— GOAL —
Write each line exactly as it stands, from the line containing "of the balcony" through the end of the data.

.....

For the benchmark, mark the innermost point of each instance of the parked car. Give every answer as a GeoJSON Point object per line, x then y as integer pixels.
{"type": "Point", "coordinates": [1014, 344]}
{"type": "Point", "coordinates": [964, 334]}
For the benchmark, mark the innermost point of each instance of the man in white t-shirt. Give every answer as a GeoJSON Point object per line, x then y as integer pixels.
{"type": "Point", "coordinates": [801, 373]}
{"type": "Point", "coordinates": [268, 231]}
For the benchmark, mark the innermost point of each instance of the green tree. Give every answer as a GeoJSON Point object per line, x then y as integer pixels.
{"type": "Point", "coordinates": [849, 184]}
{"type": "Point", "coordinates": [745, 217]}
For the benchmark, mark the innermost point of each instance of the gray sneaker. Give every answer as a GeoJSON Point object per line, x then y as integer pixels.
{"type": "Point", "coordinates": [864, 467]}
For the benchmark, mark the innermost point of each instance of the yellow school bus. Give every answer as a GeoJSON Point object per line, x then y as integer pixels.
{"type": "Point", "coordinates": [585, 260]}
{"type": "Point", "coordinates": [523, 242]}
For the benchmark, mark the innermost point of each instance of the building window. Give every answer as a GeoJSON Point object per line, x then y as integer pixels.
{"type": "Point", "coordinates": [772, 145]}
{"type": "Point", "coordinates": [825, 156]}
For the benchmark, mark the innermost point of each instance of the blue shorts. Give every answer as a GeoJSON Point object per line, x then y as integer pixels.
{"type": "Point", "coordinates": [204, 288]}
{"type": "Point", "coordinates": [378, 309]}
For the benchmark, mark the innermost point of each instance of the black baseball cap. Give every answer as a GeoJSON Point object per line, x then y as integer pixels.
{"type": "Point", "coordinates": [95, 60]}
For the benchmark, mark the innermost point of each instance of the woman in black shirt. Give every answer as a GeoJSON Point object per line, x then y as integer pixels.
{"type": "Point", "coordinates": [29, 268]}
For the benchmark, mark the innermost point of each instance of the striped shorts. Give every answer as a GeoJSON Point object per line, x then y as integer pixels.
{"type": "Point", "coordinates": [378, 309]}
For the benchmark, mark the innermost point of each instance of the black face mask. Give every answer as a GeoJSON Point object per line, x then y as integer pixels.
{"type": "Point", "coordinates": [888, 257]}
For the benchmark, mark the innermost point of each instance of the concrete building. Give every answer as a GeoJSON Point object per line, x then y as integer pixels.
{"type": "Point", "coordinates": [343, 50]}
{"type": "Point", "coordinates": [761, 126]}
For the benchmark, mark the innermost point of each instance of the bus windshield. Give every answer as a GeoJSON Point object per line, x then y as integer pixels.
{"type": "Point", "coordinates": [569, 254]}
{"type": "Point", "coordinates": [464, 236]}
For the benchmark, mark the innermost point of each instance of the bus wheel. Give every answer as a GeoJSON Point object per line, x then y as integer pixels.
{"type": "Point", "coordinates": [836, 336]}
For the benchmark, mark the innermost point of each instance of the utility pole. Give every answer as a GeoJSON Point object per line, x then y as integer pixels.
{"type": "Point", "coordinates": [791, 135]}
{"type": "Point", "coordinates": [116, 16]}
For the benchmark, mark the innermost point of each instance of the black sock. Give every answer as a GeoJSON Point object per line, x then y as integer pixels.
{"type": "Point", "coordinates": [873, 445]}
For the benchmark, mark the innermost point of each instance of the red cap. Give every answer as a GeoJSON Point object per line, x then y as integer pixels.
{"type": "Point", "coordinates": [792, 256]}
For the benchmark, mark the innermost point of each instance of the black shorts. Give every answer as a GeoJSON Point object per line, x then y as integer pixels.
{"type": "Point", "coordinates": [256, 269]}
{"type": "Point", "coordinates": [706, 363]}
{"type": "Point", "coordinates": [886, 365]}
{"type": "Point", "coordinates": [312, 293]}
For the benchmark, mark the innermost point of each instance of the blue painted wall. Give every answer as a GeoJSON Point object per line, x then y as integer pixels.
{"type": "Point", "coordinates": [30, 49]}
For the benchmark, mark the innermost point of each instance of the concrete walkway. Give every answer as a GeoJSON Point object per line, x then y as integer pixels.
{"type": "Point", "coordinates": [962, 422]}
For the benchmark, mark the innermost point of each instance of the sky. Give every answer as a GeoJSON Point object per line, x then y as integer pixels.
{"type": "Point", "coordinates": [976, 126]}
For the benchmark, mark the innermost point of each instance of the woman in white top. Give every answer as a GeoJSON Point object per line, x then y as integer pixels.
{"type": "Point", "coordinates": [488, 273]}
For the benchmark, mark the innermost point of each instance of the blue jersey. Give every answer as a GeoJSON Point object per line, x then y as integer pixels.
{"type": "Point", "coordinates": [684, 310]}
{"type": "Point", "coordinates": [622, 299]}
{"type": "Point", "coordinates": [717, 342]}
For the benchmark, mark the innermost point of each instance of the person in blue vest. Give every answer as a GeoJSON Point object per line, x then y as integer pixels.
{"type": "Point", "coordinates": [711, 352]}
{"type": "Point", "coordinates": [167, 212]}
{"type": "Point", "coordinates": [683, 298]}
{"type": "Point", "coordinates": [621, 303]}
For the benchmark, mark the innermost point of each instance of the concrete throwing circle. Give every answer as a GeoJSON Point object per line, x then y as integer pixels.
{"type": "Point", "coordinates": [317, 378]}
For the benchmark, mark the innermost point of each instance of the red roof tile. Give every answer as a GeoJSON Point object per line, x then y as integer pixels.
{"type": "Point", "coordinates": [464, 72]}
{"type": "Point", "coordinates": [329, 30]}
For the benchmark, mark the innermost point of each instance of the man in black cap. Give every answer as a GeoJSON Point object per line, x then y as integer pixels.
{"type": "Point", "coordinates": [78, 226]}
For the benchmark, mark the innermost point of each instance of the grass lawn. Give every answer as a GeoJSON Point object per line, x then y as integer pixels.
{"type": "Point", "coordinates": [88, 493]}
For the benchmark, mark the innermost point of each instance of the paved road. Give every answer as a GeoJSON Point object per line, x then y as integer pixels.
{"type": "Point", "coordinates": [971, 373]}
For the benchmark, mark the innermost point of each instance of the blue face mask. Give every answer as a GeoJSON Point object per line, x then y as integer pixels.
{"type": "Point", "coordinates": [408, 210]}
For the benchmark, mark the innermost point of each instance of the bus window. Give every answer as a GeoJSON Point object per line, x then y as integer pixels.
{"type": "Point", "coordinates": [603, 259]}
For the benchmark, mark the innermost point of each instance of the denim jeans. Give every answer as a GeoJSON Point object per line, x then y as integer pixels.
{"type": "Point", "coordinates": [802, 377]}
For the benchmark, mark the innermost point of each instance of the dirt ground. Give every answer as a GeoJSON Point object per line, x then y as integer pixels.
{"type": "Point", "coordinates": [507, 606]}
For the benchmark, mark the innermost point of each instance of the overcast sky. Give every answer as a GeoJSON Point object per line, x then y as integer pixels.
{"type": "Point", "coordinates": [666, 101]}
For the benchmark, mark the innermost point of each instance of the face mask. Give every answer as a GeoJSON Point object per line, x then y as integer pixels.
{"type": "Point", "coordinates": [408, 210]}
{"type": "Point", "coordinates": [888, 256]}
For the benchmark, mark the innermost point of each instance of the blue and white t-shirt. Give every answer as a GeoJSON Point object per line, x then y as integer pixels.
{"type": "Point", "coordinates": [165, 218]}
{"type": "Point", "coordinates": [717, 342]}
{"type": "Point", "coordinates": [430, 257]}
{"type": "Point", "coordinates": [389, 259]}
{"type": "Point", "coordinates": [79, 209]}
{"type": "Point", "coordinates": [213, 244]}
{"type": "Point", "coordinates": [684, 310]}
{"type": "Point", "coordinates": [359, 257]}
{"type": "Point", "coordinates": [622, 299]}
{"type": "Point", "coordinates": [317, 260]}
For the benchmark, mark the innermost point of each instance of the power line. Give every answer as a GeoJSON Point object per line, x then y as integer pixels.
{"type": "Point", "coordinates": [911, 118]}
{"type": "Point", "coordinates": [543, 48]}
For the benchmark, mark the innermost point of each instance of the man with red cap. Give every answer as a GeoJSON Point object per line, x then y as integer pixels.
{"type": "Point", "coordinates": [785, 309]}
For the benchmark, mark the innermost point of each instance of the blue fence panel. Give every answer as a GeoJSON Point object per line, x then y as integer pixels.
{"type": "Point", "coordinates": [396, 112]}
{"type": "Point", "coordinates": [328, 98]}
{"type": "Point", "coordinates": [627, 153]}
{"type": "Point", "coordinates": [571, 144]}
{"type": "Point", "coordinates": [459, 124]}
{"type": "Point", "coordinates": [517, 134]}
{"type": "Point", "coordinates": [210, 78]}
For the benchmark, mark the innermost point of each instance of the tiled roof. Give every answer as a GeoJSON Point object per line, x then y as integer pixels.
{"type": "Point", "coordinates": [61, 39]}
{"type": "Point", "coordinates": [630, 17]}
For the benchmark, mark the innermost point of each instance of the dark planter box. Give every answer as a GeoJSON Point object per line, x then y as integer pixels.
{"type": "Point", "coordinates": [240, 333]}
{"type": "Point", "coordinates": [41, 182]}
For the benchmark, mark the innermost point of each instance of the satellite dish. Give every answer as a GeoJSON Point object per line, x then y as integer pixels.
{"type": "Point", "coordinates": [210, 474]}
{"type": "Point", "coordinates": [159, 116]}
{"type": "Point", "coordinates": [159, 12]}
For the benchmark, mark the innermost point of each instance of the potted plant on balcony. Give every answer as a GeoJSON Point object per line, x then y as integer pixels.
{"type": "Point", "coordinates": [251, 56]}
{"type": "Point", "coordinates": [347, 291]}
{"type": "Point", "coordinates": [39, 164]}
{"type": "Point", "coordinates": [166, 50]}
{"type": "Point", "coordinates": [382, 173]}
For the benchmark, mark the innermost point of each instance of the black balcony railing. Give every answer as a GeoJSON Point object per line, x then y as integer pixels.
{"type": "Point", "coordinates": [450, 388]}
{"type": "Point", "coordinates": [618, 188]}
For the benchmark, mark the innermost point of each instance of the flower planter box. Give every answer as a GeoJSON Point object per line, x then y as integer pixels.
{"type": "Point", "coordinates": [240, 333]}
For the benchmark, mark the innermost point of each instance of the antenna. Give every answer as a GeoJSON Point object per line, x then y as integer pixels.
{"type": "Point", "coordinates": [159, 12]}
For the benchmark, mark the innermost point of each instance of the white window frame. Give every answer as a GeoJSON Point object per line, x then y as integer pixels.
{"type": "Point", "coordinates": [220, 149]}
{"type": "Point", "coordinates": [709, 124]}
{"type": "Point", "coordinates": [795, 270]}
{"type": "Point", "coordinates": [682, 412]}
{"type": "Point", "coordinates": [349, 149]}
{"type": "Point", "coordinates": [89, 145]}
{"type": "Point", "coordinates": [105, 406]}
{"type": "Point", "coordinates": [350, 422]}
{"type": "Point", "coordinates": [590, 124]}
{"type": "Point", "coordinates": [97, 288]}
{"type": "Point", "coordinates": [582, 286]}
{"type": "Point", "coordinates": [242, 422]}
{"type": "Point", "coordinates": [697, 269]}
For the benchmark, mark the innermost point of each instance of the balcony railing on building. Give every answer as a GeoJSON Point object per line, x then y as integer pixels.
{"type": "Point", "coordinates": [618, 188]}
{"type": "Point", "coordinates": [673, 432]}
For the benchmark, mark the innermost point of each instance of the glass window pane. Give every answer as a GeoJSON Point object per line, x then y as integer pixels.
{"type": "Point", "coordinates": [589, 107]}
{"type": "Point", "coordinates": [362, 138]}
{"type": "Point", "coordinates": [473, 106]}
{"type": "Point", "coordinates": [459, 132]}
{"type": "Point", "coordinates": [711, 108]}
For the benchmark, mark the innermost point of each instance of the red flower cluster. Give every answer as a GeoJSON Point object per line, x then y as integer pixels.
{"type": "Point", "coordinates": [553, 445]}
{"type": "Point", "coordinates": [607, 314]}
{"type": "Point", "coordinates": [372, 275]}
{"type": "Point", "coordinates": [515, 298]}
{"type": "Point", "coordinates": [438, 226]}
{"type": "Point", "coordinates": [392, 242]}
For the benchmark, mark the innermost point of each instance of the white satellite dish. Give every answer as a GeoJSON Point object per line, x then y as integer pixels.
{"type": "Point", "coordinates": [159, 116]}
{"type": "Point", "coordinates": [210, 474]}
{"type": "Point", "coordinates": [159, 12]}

.....

— RESULT FOR THIS EXERCISE —
For the benchmark, mark the innermost point of each instance of the balcony railing on building. Give every answer as a GeoJSON Point object per line, x then y as integer pixels.
{"type": "Point", "coordinates": [618, 188]}
{"type": "Point", "coordinates": [673, 432]}
For the benchmark, mark the innermost point of each instance of the glass window pane. Give every answer as a GeoJSON Point object per line, x then y as integer pixels.
{"type": "Point", "coordinates": [589, 107]}
{"type": "Point", "coordinates": [362, 138]}
{"type": "Point", "coordinates": [473, 106]}
{"type": "Point", "coordinates": [459, 132]}
{"type": "Point", "coordinates": [711, 108]}
For the benchmark, mark the innermost point of each instance of the red flower cluster. Give every answer as a GeoJSON Point object per line, x then y as integer pixels.
{"type": "Point", "coordinates": [553, 445]}
{"type": "Point", "coordinates": [607, 314]}
{"type": "Point", "coordinates": [372, 275]}
{"type": "Point", "coordinates": [515, 298]}
{"type": "Point", "coordinates": [438, 226]}
{"type": "Point", "coordinates": [392, 242]}
For the benchmark, mark the innermost point of each instance of the white satellite dish. Give every answer as a GeoJSON Point object per line, x then y as integer pixels.
{"type": "Point", "coordinates": [159, 116]}
{"type": "Point", "coordinates": [210, 474]}
{"type": "Point", "coordinates": [159, 12]}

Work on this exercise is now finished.